Text shown
· · ·

Ash Wednesday Bushfires

Adjourned debate on motion of Hon. R.B. Martin:

That this council—

1. Recognises that 16 February 2023 will mark 40 years since the devastating Ash Wednesday bushfires;

2. Reflects and remembers the 75 people that died, 3,700 buildings that were destroyed, 2,545 families that lost their homes and the innumerable number of plant and animal species destroyed; and

3. Acknowledges the resilience of South Australian communities in overcoming natural disasters.

(Continued from 8 February 2023.)

The Hon. N.J. CENTOFANTI (Leader of the Opposition) (16:50): I rise today to speak in support of the motion. In 1983, Australia was in the grip of a severe drought. On Wednesday 16 February, a temperature of 43° was recorded over large parts of South Australia and Victoria that, combined with strong winds, led to the breakout of 180 fires across both states. The sheer number and magnitude of the near 200 fires and the lives lost and the devastating destruction of infrastructure, animals and our natural environment caused those fires to be dubbed the devastating Ash Wednesday bushfires.

In South Australia, it is known as Ash Wednesday II, as the state had experienced disastrous bushfires three years prior, on 20 February 1980, which also happened to occur on a Wednesday. Temperatures had already reached 40° by mid-morning and they were forecast to reach a high of 43°. The first fires broke out at McLaren Flat just before noon, shortly followed by fires in the Adelaide Hills, the South-East, Eyre Peninsula and the Mid North. The Adelaide Hills were the worst affected areas in South Australia. The hilly terrain made access hard for firefighting units, which were quickly overwhelmed by the ferocity of the fires.

In South Australia, the fires burned through a combined 160,000 hectares throughout the state and destroyed 383 homes and another 200 buildings. According to the South Australian History Hub, the estimated financial damage was $204 million across the state. Absolutely tragically, there were 75 casualties across the two states, with 47 people dying in Victoria and 28 people dying in South Australia. Of the 28 lives lost in South Australia, 17 of those were volunteer firefighters, three of whom served with the CFS.

The Ash Wednesday II bushfires played a significant role in helping shape the bushfire management practices we have today. This included improvements to equipment and communications and led to an increase in the capacity to respond. It also paved the way for changes to public safety strategies. In 1983, Adelaide Hills residents were advised to return to defend their properties. This undoubtedly played a part in the number of casualties. People are now given the advice to leave their properties well in advance and to make sure they are prepared to defend it if they choose to stay.

· · ·

Task details
Summarize the text on the Ash Wednesday bushfires in three sentences.

Information provided
· · ·

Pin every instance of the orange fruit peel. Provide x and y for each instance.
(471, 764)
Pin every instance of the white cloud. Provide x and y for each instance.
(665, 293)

· · ·

Complete answer
The motion marks 40 years since the Ash Wednesday bushfires of 16 February 1983, remembers the 75 people who died and the losses of buildings, homes and species, and acknowledges the resilience of South Australian communities. Speaking in support, the Leader of the Opposition describes how a temperature of 43° and strong winds led to 180 fires across South Australia and Victoria. In South Australia, the fires burned 160,000 hectares, destroyed 383 homes and another 200 buildings, and killed 28 people, and they went on to shape today's bushfire management by improving equipment, communications and response capacity and by changing the advice from returning to defend properties to leaving well in advance.